Named-object pointing entries:

================

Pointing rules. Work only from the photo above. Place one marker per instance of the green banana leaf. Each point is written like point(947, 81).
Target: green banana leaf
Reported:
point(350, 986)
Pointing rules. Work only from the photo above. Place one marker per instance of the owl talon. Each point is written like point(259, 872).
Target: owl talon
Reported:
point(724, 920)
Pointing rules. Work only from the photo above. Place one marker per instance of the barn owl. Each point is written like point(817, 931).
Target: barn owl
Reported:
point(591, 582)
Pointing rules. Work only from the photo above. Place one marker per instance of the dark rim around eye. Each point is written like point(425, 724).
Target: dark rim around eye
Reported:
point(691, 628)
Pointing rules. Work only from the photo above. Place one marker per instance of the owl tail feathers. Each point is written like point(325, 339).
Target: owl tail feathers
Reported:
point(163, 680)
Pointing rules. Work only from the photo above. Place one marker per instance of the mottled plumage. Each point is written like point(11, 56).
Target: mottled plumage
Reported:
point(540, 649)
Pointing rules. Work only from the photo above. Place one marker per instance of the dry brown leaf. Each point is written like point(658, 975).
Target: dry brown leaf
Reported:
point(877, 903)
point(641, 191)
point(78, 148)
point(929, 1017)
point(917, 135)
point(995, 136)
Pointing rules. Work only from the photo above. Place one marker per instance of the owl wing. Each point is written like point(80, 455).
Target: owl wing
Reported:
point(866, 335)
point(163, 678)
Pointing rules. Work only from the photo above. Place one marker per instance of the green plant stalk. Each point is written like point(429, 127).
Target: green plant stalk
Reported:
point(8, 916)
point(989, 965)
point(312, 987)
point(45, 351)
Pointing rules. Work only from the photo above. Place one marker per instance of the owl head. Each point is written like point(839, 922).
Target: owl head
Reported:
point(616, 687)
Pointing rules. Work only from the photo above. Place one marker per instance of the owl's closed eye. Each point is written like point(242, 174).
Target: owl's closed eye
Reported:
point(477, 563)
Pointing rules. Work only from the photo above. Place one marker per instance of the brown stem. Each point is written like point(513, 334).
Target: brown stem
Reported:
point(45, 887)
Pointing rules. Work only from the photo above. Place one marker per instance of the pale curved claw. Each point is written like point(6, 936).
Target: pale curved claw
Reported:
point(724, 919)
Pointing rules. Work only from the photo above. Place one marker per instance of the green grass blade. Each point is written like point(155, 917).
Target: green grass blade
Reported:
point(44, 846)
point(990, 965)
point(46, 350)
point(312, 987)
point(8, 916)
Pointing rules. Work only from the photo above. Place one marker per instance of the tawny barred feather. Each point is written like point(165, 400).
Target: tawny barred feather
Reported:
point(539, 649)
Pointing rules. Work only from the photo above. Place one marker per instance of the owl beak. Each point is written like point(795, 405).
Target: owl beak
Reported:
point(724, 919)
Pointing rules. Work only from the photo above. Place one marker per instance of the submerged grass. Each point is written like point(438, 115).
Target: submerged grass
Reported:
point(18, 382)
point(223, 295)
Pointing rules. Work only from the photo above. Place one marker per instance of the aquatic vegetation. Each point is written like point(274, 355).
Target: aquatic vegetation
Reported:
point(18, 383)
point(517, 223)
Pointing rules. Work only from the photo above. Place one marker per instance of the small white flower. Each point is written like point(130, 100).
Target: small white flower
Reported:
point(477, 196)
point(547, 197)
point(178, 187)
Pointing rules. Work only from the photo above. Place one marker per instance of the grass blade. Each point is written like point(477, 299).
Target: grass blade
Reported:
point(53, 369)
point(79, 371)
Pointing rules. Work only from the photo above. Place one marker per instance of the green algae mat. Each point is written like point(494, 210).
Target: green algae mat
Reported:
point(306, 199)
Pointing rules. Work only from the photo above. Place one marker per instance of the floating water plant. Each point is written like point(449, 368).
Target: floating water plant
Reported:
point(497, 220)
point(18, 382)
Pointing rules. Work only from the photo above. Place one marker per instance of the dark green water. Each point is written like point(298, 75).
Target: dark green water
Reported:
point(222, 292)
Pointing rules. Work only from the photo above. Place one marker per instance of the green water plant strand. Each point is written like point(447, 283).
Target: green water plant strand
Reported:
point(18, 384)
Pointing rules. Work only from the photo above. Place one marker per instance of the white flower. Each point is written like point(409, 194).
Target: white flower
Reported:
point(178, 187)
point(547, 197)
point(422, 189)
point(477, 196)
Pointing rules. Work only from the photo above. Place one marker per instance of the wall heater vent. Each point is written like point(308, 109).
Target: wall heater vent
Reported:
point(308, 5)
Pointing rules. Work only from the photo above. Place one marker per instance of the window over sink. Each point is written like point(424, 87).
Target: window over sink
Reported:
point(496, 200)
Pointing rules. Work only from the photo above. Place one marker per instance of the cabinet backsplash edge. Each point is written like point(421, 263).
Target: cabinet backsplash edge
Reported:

================

> **WORK TO BE COMPLETED**:
Rewrite every line between the line containing "like point(817, 931)." and the line containing "point(691, 628)", inclusive, keeping the wording and the sample points in the instructions unchanged. Multiply each coordinate in the answers by 0.65 and round to whole numbers (halves round up), giving only those lines.

> **RESPONSE FOR THIS EXERCISE**:
Pointing rules. Work only from the photo above. Place one marker per instance of the barn owl. Each point is written like point(817, 931).
Target: barn owl
Reported:
point(384, 378)
Pointing rules. Work only from the photo above. Place one marker per instance of the dark rim around eye. Each point is written like point(425, 724).
Target: dark rim around eye
Reported:
point(449, 408)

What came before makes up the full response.